───── Listed entries ─────

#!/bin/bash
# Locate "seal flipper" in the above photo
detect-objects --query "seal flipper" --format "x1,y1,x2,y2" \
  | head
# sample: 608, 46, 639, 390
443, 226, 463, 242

─────

Work to complete:
Edit the listing by replacing each occurrence of "seal flipper" with "seal fin", leaving all other text unchanged.

Output of the task:
#!/bin/bash
# Locate "seal fin" in the above photo
detect-objects --query "seal fin" --format "x1,y1,x2,y2" \
  | head
# sample: 608, 46, 639, 390
443, 226, 463, 242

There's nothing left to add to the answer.